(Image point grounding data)
▽

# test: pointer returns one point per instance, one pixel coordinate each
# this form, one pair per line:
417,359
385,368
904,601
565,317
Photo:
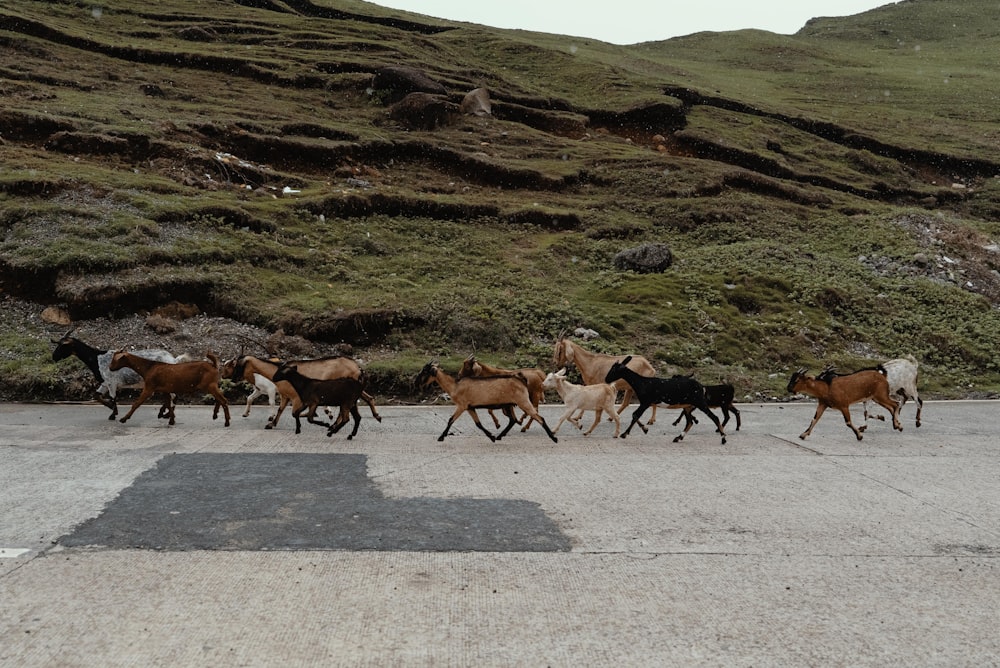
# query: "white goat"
98,362
599,398
901,374
261,387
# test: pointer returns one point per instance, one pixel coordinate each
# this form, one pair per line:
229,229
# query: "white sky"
633,21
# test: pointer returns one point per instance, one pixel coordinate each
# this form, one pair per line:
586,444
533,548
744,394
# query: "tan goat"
166,378
839,392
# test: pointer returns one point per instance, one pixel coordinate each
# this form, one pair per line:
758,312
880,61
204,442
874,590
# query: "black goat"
717,396
676,392
343,392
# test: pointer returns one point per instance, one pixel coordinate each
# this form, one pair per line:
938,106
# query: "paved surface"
197,545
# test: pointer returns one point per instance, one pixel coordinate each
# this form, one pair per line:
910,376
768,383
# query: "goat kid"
313,393
599,398
675,392
840,392
179,378
324,368
468,394
111,381
901,374
594,367
717,396
535,377
262,386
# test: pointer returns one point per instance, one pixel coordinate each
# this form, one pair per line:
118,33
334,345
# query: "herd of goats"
340,382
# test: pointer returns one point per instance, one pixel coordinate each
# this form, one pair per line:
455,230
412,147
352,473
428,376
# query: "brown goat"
593,368
468,394
180,378
535,377
839,392
342,392
325,368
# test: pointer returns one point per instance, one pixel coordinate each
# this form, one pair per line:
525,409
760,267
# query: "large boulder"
395,82
421,111
477,103
649,258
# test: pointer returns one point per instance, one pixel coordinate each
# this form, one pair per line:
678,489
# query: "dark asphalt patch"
302,502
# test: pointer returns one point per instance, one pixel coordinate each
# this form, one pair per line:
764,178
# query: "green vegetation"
828,197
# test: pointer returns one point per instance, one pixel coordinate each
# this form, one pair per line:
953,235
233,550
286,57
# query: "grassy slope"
807,198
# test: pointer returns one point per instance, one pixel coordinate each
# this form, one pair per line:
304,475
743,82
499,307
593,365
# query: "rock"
422,111
53,315
395,82
649,258
477,103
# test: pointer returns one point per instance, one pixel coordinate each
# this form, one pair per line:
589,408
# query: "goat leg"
108,402
636,414
847,418
371,404
820,409
140,400
357,421
719,428
511,421
475,418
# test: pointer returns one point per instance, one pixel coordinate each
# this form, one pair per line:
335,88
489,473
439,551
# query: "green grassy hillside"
828,197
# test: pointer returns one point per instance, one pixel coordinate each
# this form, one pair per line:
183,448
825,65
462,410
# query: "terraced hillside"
827,197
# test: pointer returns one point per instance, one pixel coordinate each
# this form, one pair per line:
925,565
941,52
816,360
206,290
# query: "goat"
474,392
110,381
594,368
839,392
325,368
312,393
676,392
535,377
598,398
262,386
180,378
717,396
901,374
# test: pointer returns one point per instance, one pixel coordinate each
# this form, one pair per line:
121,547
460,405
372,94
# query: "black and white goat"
675,392
110,381
901,374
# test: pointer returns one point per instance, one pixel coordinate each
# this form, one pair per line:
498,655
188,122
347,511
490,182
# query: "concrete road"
197,545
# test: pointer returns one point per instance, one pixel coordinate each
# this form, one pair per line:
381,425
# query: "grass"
783,201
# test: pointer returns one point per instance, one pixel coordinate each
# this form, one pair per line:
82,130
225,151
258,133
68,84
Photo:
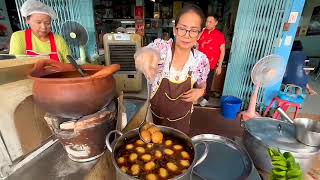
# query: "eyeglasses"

△

What the task asks
Write out every line above exactly, minus images.

Problem solution
# test: pointer returns one point per instance, one pixel coordinate each
# this form, one pair per line:
417,359
385,368
904,601
565,317
Photo:
# query: "white goat"
98,362
599,398
901,374
261,387
# test: pointer returns one point per instance, one pixel coordinate each
# this form, one pair per line:
229,229
# query: "white sky"
633,21
# test: pointer returns one point per instance, one pixel coordinate each
# this form, one pair per line:
586,444
533,548
744,394
# query: "tan goat"
166,378
839,392
# test: pointer returns one point per instance, one pixel coordinate each
# this form, one pair per line:
758,312
880,61
204,442
874,590
# query: "black goat"
717,396
676,392
343,392
# test: pointer returns one point per instance, one pixel coordinate each
# this form, one pair per line:
938,106
# query: "paved surface"
197,545
# test: pointer returns one point per instance, one pixel coordinate each
# this form, one pair per line:
910,376
768,383
# query: "goat kid"
313,393
599,398
675,392
840,392
179,378
324,368
468,394
111,381
901,374
594,367
717,396
535,377
262,386
# test: pointer returns one point per instance, one pixel coordinate each
# this form, one pair per line:
118,33
334,345
# query: "herd of goats"
340,382
# test: pointer returns one point per instance, one pixel coordinate each
# this form, one pair per line:
455,230
412,147
352,473
428,376
# query: "brown goat"
593,368
468,394
180,378
535,377
839,392
342,392
325,368
# test: pointer returns one point per instance, one pixel coordinate each
# this form, one pair per line:
525,409
760,267
# query: "large boulder"
395,82
421,111
477,103
649,258
# test: pointer returns one point per instance, one pixel coordinate each
# this form, one pair per line:
678,489
# query: "dark asphalt patch"
302,502
# test: pointer returns one point per instance, one pixel coordinate each
# this form, one pair per line:
764,178
# query: "green vegetation"
828,197
# test: pointer returns one point per instance, one pixel coordinate each
# this form, one pair per line:
953,235
233,550
286,57
# query: "grassy slope"
807,198
# test: pointer returns one point per instance, one pixel coordinate each
# this form, one pair per line:
304,475
743,82
499,307
593,365
# query: "rock"
422,111
53,315
395,82
649,258
477,103
# test: pointer returns one point per instance, one pixel coordinate each
# this form, one pair per line:
589,408
# query: "goat leg"
108,402
636,414
847,418
371,404
820,409
140,400
357,421
719,428
511,421
475,418
# test: pointer returns one point per instance, one pixel coordinate each
# this form, one pair per line:
335,88
489,473
439,551
# query: "green grassy hillside"
828,197
# test: pointer returns one point per instance, one pixel coordinate each
# this form, one pair per line:
183,448
825,65
462,410
# query: "terraced hillside"
827,197
# test: pointer returns one point per instance, one pixel coordinate each
# this form, one pair per line:
925,565
941,52
816,360
206,290
# query: "goat"
474,392
110,381
594,368
839,392
325,368
312,393
676,392
535,377
598,398
262,386
180,378
717,396
901,374
# test: pointer returns one point per instance, one pixel coordinate each
# this form, one pair per line:
121,547
460,405
372,94
# query: "black and white goat"
675,392
110,381
901,374
# test: pointer returns one point per instance, one pixel coordinate each
# this form, one pair per line:
498,655
188,122
347,511
490,182
# query: "concrete road"
197,545
# test: pointer returns one point per instance, one pixel coordinate each
# this form, one pair per line:
381,425
# query: "grass"
783,201
# test: pointer returns one point per instance, one pixel coordinate each
# this form, one pair per line:
82,130
225,151
258,133
68,84
Photo:
# query: "eyeglasses"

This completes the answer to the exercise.